GIVEN TASK: Copy the records below with "record the position" replaced by "note the location" everywhere it occurs. Keep everything else unchanged.

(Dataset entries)

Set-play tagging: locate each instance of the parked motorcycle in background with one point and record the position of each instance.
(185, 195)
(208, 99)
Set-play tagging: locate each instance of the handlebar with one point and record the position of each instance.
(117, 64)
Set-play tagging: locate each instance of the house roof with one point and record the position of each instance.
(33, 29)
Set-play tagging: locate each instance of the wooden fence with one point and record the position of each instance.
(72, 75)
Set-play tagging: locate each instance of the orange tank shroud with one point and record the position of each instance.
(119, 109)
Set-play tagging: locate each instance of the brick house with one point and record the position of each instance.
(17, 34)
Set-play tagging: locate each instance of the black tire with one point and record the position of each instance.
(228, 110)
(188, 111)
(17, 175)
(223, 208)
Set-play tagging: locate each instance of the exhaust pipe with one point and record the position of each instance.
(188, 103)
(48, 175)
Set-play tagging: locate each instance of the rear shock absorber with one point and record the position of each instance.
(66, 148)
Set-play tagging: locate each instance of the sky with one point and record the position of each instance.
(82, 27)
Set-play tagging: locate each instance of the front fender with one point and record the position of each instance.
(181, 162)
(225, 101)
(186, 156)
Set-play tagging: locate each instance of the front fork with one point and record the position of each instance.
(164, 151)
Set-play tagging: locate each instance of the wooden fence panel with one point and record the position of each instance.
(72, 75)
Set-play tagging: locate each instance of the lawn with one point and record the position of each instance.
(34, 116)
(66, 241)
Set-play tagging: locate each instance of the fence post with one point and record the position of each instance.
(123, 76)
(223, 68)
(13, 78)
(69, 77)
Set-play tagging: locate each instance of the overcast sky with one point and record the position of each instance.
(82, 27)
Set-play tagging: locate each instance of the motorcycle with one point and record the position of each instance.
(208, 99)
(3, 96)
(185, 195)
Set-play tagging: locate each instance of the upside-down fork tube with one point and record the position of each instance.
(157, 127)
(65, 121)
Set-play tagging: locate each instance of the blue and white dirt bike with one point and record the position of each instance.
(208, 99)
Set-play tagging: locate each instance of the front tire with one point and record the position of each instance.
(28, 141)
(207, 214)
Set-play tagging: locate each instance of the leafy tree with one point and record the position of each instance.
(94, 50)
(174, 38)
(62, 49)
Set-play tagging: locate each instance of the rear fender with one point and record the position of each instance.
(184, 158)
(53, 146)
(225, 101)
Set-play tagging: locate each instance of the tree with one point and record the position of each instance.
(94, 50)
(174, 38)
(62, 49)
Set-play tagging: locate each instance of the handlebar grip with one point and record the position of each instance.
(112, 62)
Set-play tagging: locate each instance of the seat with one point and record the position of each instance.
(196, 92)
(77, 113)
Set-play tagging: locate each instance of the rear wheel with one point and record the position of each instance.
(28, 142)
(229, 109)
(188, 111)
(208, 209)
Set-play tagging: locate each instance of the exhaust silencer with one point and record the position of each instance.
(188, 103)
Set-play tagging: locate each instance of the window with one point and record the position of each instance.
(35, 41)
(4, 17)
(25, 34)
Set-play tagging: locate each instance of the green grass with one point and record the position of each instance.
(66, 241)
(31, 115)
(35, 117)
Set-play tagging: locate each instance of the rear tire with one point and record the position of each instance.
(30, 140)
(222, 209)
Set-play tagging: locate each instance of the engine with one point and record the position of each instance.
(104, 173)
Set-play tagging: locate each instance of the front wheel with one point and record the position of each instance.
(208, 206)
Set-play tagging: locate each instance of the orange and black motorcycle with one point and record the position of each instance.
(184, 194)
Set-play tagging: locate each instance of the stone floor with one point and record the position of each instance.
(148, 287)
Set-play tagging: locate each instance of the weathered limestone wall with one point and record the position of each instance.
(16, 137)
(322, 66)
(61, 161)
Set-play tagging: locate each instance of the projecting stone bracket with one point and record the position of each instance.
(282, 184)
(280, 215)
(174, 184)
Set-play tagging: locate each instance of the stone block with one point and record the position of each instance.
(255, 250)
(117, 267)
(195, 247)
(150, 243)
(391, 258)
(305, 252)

COMPLETE OUTPUT:
Set-play tagging: locate each instance of the parked motorcycle in background with one point and note the location of each instance.
(185, 195)
(208, 99)
Set-play tagging: locate each instance of the handlebar with one point and note the location of each instance.
(117, 64)
Set-play tagging: locate each instance of the house roof with one point and note the location of each instance.
(33, 29)
Set-play tagging: locate each instance of the wooden fence with one point and note the location of each instance.
(72, 75)
Set-play tagging: locate each instance of the orange tank shroud with one point and note the location of each instance.
(119, 109)
Set-play tagging: locate each instance of the brick house with one point and note the location of each instance.
(17, 34)
Set-play tagging: locate each instance of the black tire with one point and note the location of each instance.
(228, 110)
(188, 111)
(17, 175)
(223, 208)
Set-play tagging: locate each instance of the exhaust pipe with one point and note the location of each instance.
(188, 103)
(48, 175)
Set-play tagging: locate each instance of the rear shock absorber with one point and note the location of each instance.
(66, 148)
Set-play tagging: locate each instance of the sky with one point and note the location of each instance.
(82, 27)
Set-play tagging: locate each instance of the front fender with one point and note the location of each instance.
(181, 162)
(225, 101)
(186, 156)
Set-play tagging: locate each instance of the front fork with one point and note the location of each instance.
(164, 151)
Set-play tagging: locate each instance of the wooden fence panel with one point and note the location of each instance.
(72, 75)
Set-play tagging: locate each instance of the lawn with one point and note the location of each instance.
(34, 116)
(66, 241)
Set-play tagging: locate each instance of the fence post with one point and note the location of each instance.
(123, 76)
(223, 68)
(13, 78)
(69, 77)
Set-play tagging: locate each instance of the overcast sky with one point and note the location of each instance.
(82, 27)
Set-play tagging: locate each instance of the motorcycle with one point and note the location of each instance.
(208, 99)
(3, 96)
(185, 195)
Set-play tagging: locate each instance of the upside-down fork tube with one point and note the location of each instance.
(157, 127)
(65, 121)
Set-play tagging: locate each instance of the blue and white dirt bike with one point and note the location of each instance.
(208, 99)
Set-play tagging: locate each instance of the front tire with one point and note the location of each instance.
(28, 141)
(207, 214)
Set-play tagging: locate each instance of the leafy tree with one point and note the location of each instance.
(94, 50)
(174, 38)
(62, 49)
Set-play tagging: locate each instance of the rear fender with one point and note the location of each instance.
(184, 158)
(53, 146)
(225, 101)
Set-play tagging: locate each instance of the tree with one point and note the location of each instance.
(94, 50)
(174, 38)
(62, 49)
Set-play tagging: locate each instance of the handlebar grip with one point and note the location of each instance.
(112, 62)
Set-play tagging: locate each instance of the seat with one point and note the location of each instance.
(196, 92)
(77, 113)
Set-play tagging: locate each instance of the rear wheel with one point and note the location of each instance.
(28, 142)
(229, 109)
(188, 111)
(208, 209)
Set-play tagging: locate each instance of the exhaust silencer with one point and note the location of each instance.
(188, 103)
Set-play tagging: locate each instance of the window with one point and note the location of each instance.
(35, 41)
(4, 17)
(25, 34)
Set-play tagging: locate each instance of the green grass with one point and note the location of each instance.
(66, 241)
(31, 115)
(35, 117)
Set-play tagging: locate each instance of the rear tire with one point and note the location of each instance.
(30, 140)
(222, 209)
Set-play tagging: locate each instance of the engine with one point and note the location of each instance.
(104, 173)
Set-play tagging: locate each instance of the front wheel with one point and note the location of each instance.
(208, 206)
Set-play tagging: locate each instance of the orange and black motorcycle with one point and note the location of each instance.
(184, 194)
Set-play tagging: locate each instance of the stone floor with one point and note the location of each instance.
(148, 287)
Set-play tagging: locate each instance of the weathered limestone wall with one point and note the location of each instance.
(16, 137)
(322, 66)
(61, 161)
Set-play tagging: locate each instance of the projecting stone bracket with one point and note the location of each instance.
(282, 184)
(280, 215)
(174, 184)
Set-play tagging: locate each instance of the stone block with one point and note the location of each instance.
(255, 250)
(117, 267)
(195, 247)
(150, 243)
(391, 258)
(305, 252)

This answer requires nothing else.